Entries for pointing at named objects
========================
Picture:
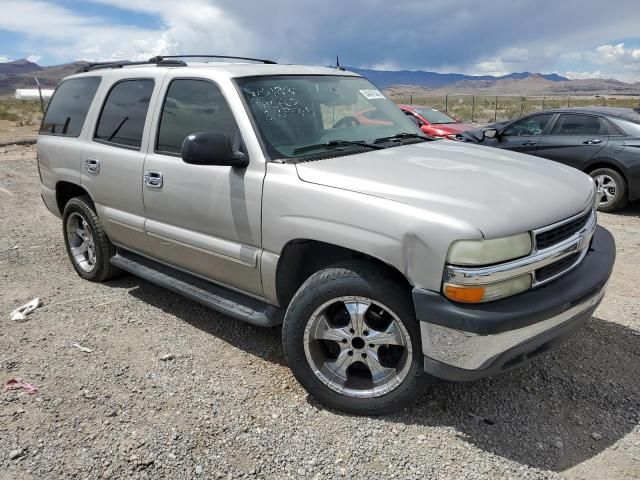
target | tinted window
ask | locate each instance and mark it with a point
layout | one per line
(193, 106)
(528, 126)
(630, 128)
(634, 116)
(69, 106)
(579, 125)
(124, 112)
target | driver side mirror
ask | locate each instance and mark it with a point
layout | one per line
(212, 149)
(490, 133)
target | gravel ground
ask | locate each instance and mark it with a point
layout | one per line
(173, 390)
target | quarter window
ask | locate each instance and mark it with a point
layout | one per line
(194, 106)
(69, 106)
(530, 126)
(124, 112)
(579, 125)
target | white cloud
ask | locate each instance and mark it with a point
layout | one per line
(59, 31)
(399, 35)
(583, 75)
(617, 54)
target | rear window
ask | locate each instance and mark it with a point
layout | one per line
(69, 106)
(580, 125)
(124, 113)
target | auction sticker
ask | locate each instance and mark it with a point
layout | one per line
(371, 94)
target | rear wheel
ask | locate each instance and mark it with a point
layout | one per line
(88, 245)
(612, 189)
(352, 340)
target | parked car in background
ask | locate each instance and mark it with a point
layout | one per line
(436, 123)
(603, 142)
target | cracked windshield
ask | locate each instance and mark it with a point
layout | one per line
(302, 115)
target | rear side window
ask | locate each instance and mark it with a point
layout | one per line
(124, 112)
(194, 106)
(69, 106)
(580, 125)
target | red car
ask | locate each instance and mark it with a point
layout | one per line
(435, 123)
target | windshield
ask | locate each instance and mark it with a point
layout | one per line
(633, 116)
(432, 115)
(292, 112)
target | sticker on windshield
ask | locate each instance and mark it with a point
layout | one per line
(371, 94)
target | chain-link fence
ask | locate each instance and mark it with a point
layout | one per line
(492, 108)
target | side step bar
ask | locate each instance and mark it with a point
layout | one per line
(218, 298)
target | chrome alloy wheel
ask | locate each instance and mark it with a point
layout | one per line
(81, 242)
(607, 189)
(357, 347)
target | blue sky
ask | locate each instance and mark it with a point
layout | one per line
(578, 39)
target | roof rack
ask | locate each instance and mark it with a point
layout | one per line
(260, 60)
(127, 63)
(163, 60)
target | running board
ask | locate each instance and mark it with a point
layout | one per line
(234, 304)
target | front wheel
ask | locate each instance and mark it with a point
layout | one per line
(351, 339)
(612, 189)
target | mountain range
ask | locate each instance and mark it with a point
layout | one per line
(20, 73)
(420, 78)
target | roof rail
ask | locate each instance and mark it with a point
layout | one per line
(127, 63)
(163, 60)
(261, 60)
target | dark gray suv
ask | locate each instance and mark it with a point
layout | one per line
(603, 142)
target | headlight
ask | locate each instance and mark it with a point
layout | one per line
(486, 252)
(488, 292)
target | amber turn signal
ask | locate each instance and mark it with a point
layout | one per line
(464, 294)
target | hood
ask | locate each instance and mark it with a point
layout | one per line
(497, 191)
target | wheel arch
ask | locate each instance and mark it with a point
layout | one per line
(301, 258)
(606, 163)
(65, 191)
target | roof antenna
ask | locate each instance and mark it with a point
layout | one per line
(39, 93)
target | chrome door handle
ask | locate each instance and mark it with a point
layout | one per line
(153, 179)
(92, 165)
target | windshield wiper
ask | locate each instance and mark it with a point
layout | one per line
(336, 143)
(402, 136)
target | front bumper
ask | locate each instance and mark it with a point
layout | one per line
(463, 341)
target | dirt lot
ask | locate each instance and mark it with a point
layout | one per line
(224, 405)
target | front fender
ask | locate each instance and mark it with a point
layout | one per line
(410, 239)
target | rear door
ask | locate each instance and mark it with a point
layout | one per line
(523, 135)
(575, 138)
(113, 158)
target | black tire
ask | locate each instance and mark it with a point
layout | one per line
(621, 197)
(102, 269)
(359, 279)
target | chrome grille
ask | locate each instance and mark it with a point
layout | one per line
(554, 235)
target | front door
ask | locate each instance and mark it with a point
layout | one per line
(575, 139)
(202, 218)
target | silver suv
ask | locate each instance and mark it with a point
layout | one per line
(302, 196)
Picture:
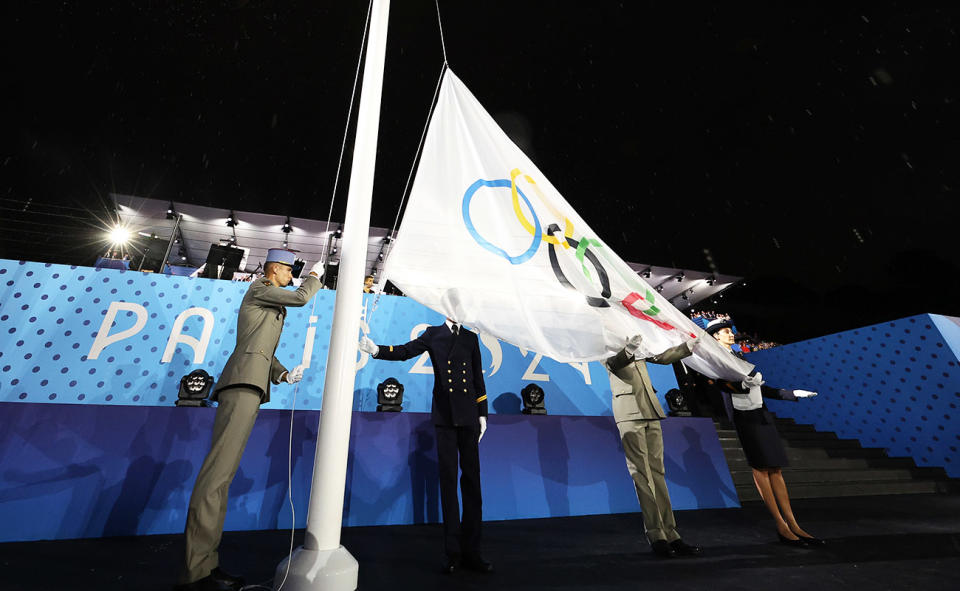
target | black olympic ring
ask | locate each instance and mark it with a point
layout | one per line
(601, 272)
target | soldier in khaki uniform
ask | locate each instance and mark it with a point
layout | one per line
(638, 414)
(243, 386)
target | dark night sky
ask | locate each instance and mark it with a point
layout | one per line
(812, 148)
========================
◆ YOUR INSTRUCTIONS
Could you write out the listing again with "locate" swapped for "find" everywhere it appears, changing nothing else and leaving out the pictures?

◆ RESULT
Picture:
target | tinted window
ask | find each instance and mark it with a point
layout | one per line
(193, 106)
(528, 126)
(630, 128)
(634, 116)
(69, 106)
(579, 125)
(124, 112)
target | driver side mirror
ask | find each instance and mark it with a point
layout | one per line
(212, 149)
(490, 133)
target | gravel ground
ask | find each instance and mark it with a point
layout | one per line
(173, 390)
target | quarter window
ask | find each instance and mark it with a point
layout | one per line
(194, 106)
(69, 106)
(530, 126)
(124, 112)
(579, 125)
target | white cloud
ask | find each instance and mark it with a point
layout | one per line
(59, 31)
(399, 35)
(583, 75)
(617, 54)
target | rear window
ask | find each instance and mark it with a point
layout | one per line
(69, 106)
(580, 125)
(124, 113)
target | auction sticker
ask | find each instance and mark it with a point
layout | one per line
(371, 94)
target | rear wheel
ask | find each instance and mark it with a point
layout | one per line
(88, 245)
(612, 189)
(352, 340)
target | parked car in background
ask | find each instance and mark it with a point
layout | one per line
(436, 123)
(603, 142)
target | cracked windshield
ask | find each instance and mark it with a point
layout | one per line
(302, 115)
target | rear side window
ask | find each instance and mark it with a point
layout | one per line
(124, 112)
(194, 106)
(69, 106)
(580, 125)
target | red car
ask | find each instance and mark it with a point
layout | one per line
(435, 123)
target | windshield
ask | find each instance and mark it with a point
layout | one per line
(633, 116)
(432, 115)
(292, 112)
target | sticker on windshield
ask | find each instance and mark it with a point
layout | one per line
(371, 94)
target | chain-link fence
ask | find each instance and mark it with a point
layout | one per line
(492, 108)
target | side step bar
ask | find each instance and mark it with a point
layout | one per line
(218, 298)
target | chrome alloy wheel
ask | find each instance and mark it with a point
layout | one per line
(81, 242)
(607, 189)
(357, 347)
target | blue sky
ask | find each instance and mark it with a point
layout | one per line
(578, 39)
target | roof rack
ask | find each instance and mark it with a point
layout | one per line
(260, 60)
(127, 63)
(163, 60)
target | running board
ask | find each instance and mark it with a point
layout | one per line
(234, 304)
target | front wheel
ask | find each instance and mark it with a point
layout | one per line
(351, 339)
(612, 189)
target | mountain range
ask | find each instance and mark it with a point
layout | one per line
(20, 73)
(420, 78)
target | roof rail
ask | find each instance and mark it with a point
layout | one per line
(127, 63)
(163, 60)
(261, 60)
target | dark gray suv
ask | find each instance and mark it with a point
layout | one per line
(603, 142)
target | headlight
ask | find each instance and mark it with a point
layout | one per line
(486, 252)
(488, 292)
target | amber turn signal
ask | find each instance and mark it with a point
layout | one per line
(464, 294)
target | hood
ask | find each instance and mark it with a point
layout | one per line
(497, 191)
target | wheel arch
ask | find each instance and mark it with a point
layout | one per line
(301, 258)
(606, 163)
(65, 191)
target | roof antenna
ask | find each instance and mark it with a point
layout | one per line
(39, 93)
target | chrome door handle
ask | find each instance and mark it with a point
layout | one per line
(153, 179)
(92, 165)
target | windshield wiper
ask | find each instance and mark it with a point
layout | one per line
(336, 143)
(402, 136)
target | front bumper
ask | find each instance and mark it with a point
layout | one per line
(463, 341)
target | dirt lot
ask | find each instance and mark it with a point
layout | one per line
(224, 405)
target | front fender
ask | find each instance and mark it with a point
layout | one per line
(410, 239)
target | rear door
ask | find each instance and mark it with a point
layout | one per line
(523, 135)
(575, 138)
(113, 158)
target | black tire
ask | find each instance and mark it with a point
layout | one per line
(621, 197)
(102, 269)
(359, 279)
target | chrome grille
ask | find each instance and mark it with a point
layout | one per line
(554, 235)
target | front door
ask | find each instance and mark it with a point
layout | one per line
(575, 139)
(202, 218)
target | silver suv
ask | find each instance and mark it with a point
layout | one per line
(302, 196)
Picture:
target | black olympic ring
ask | find each instance and mark it with a point
layout | one per line
(601, 272)
target | soldier in khaki uniform
ask | find each instance and mark it with a point
layout | one per line
(638, 414)
(243, 386)
target | dark night sky
ask | find each instance and mark it with a point
layout | one per line
(812, 148)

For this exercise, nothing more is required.